TASK - Set down, word for word, the part of the forum thread below starting at "Not meaning to" and ending at "on Paint, though...".

DOCUMENT EXCERPT -
________________________________________

Finally finished with Omnidrag :D It's a bit big but it fits the 80x80 box ;D






My best scratch so far! Really proud of it!


----------



## Zeph (Jul 8, 2008)

@tropiking - thanks :) Only problem is... what happened to the nose->head plate part?

And Bakuphoon..... that truly is awesome! Thank you!


----------



## Belmont (Jul 8, 2008)

Not meaning to nag but... do you have that photo of the map?

Sorry if this is irritating, i'm not the most patient guy in the world.:sweatdrop:


----------



## Zeph (Jul 8, 2008)

No, sorry. I have to wait until i can borrow my Dad's camera. I could probably draw one up quickly on Paint, though...


----------



## Belmont (Jul 8, 2008)

Alright then i'll be waiting


----------



## Tropiking (Jul 8, 2008)

What do you mean? I'll change it if need be but I'm just wondering what you mean by that. 

EDIT: I looked at it again and it says that the protective thing is on fire and attached to the nose. On the sprite I made that's what it does. I'm confused.


----------



## Blaziking the God General (Jul 8, 2008)

This is interesting; I like the Cry for Help ability. That would be so useful.


----------



## Tropiking (Jul 9, 2008)

I did Kuwalaze too. Personally I think I did a better job on Oaflaim but I hope you like it anyway.


----------



## Zeph (Jul 9, 2008)

Ah, sorry for the confusion, Tropiking, and thanks again! The Kuwalaze looks really cool too!

________________________________________

SOURCE MATERIAL -

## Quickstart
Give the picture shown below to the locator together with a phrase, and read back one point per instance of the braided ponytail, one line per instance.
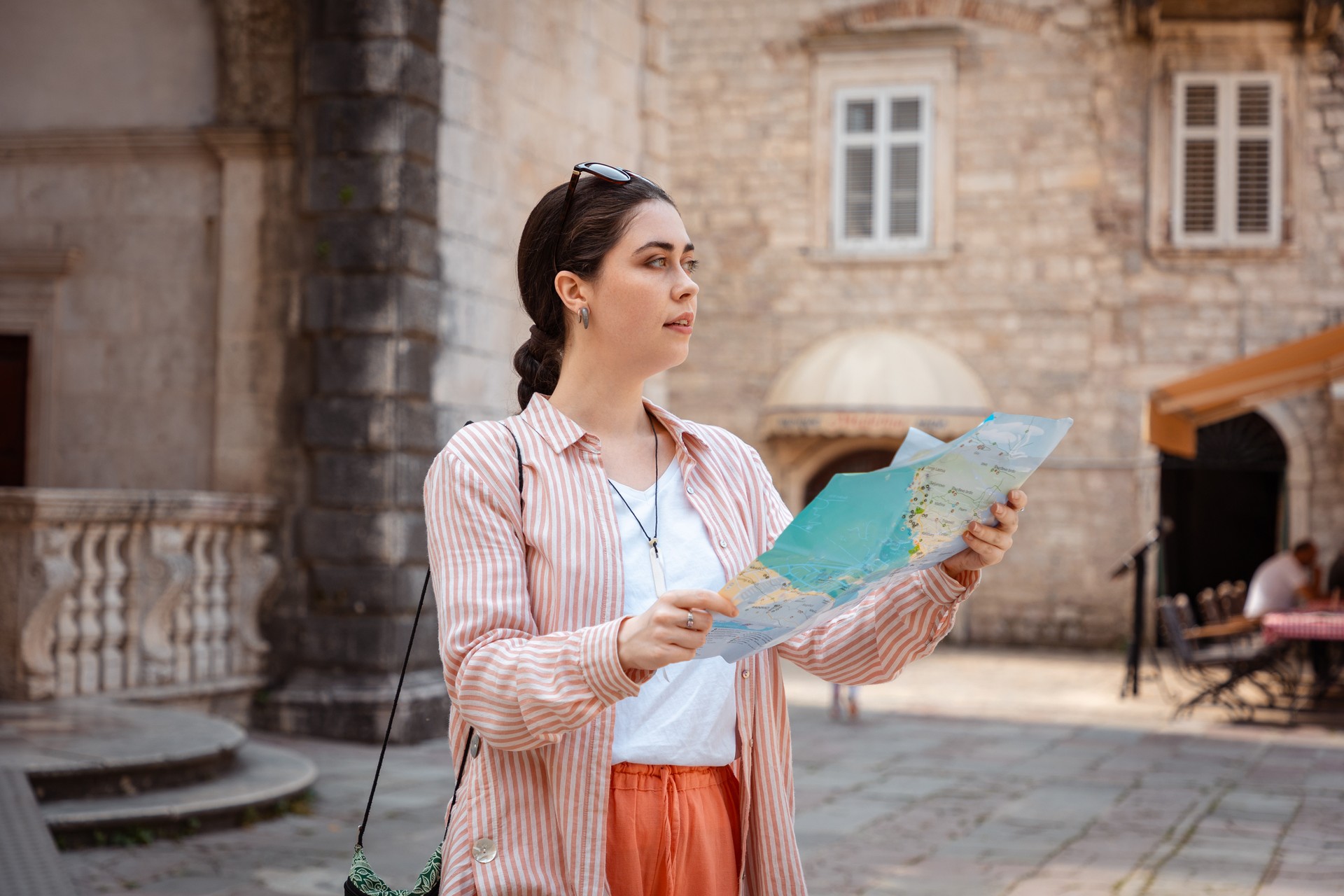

________________________________________

EXPECTED ANSWER -
Not meaning to nag but... do you have that photo of the map?

Sorry if this is irritating, i'm not the most patient guy in the world.:sweatdrop:


----------



## Zeph (Jul 8, 2008)

No, sorry. I have to wait until i can borrow my Dad's camera. I could probably draw one up quickly on Paint, though...